TEXT EXTRACT:

Sir Cyril Taylor, chairman of the Specialist Schools and Academies Trust, will reveal that there are still nearly 400 secondary schools where less than 25 per cent of pupils obtains five top-grade GCSE passes - including maths and English (the new measure for school league tables) - the vast majority of which serve the most disadvantaged areas of the country. He will say: "It would be unacceptable if we end up with a two-tier system of education."

Sir Cyril will insist that schools should sack their weakest teaching staff if they are to succeed. He will compare their lack of success with the improvements made by those schools which have been given specialist status.

Sir Cyril will deliver his blunt message at the SSAT conference in Birmingham, just hours before Tony Blair makes a keynote speech at the same venue. Mr Blair's speech is designed to mark the 10th anniversary of his famous pledge to make "education, education and education" his top three priorities. He will be promoting plans for new "trust" schools - schools working in partnership with each other and with sponsors from business.

SUPPLIED ENTRIES:
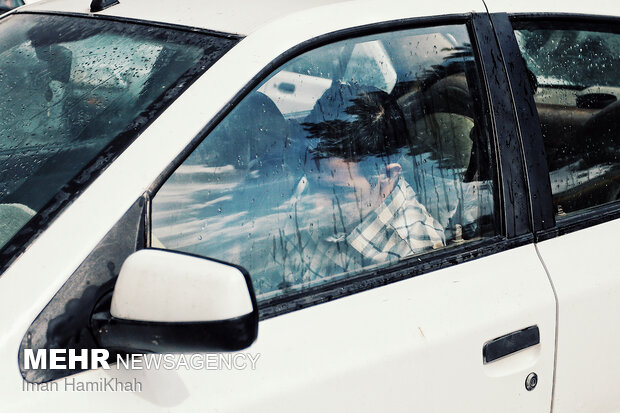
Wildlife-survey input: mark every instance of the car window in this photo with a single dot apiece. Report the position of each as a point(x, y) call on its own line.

--

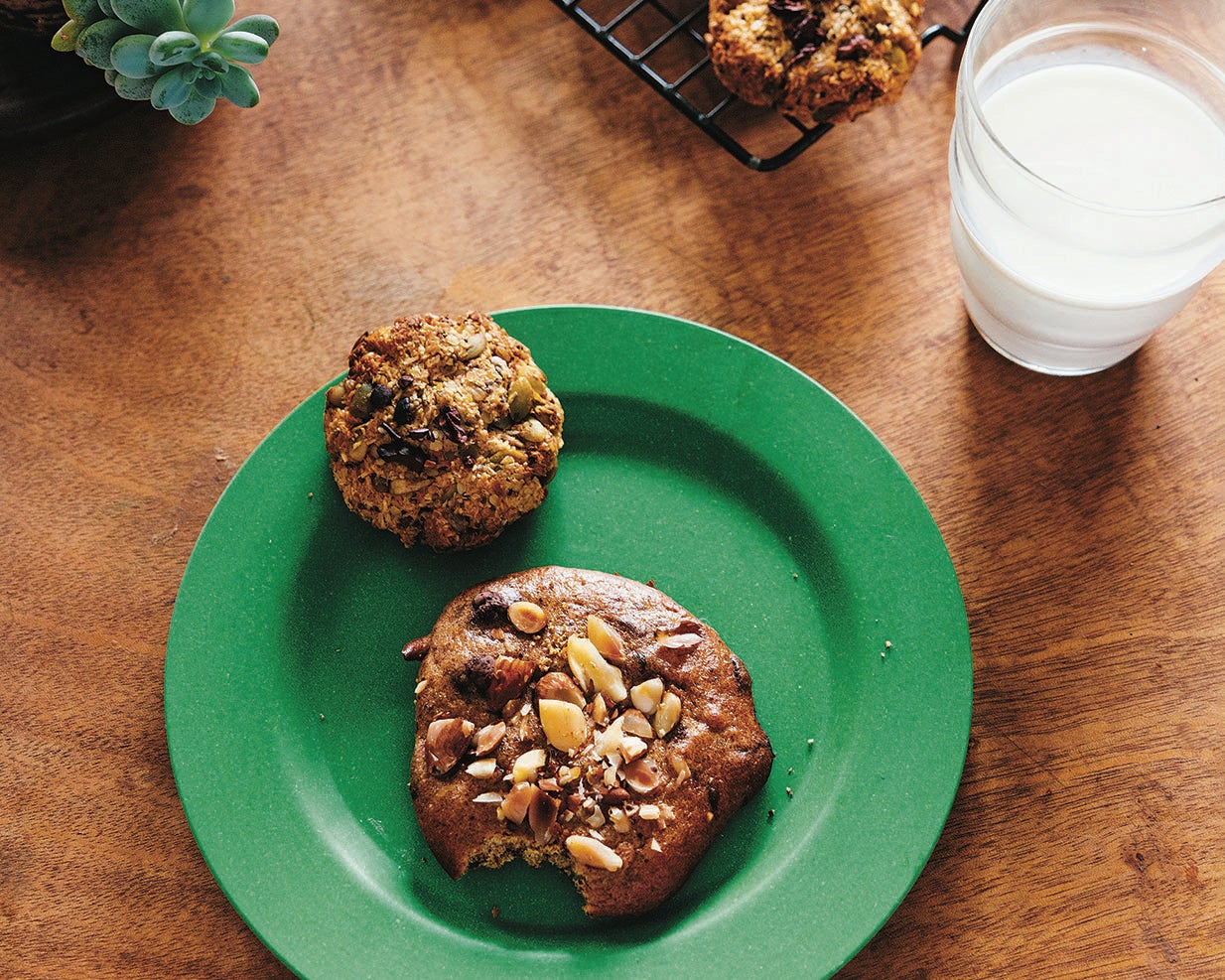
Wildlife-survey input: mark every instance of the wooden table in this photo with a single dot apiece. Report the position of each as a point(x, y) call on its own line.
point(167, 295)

---

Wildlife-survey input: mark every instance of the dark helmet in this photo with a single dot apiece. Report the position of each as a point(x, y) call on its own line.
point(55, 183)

SHORT PROBLEM: Continue the report on Sir Cyril Taylor's warning about struggling secondary schools, starting after its final sentence. The data comes from a different source than the text.

TASK RESPONSE:
Eight partners have come forward to work with schools including Unilever and the Co-op and five universities - Essex, Exeter, Sunderland, West of England and Wolverhampton. Sir Cyril, the main architect of the Government's specialist schools programme whose trust now also represents Mr Blair's privately sponsored flagship academies, will also warn that minority groups - especially Muslims - are also living in segregated areas and attending segregated schools.

Sir Cyril will outline steps being taken by the trust to combat segregation - including the establishment of a new multifaith academy in Oldham, an area with a large Muslim population, which would have as one of its mission statements teaching mothers of Muslim pupils the English language so they can help their children at school.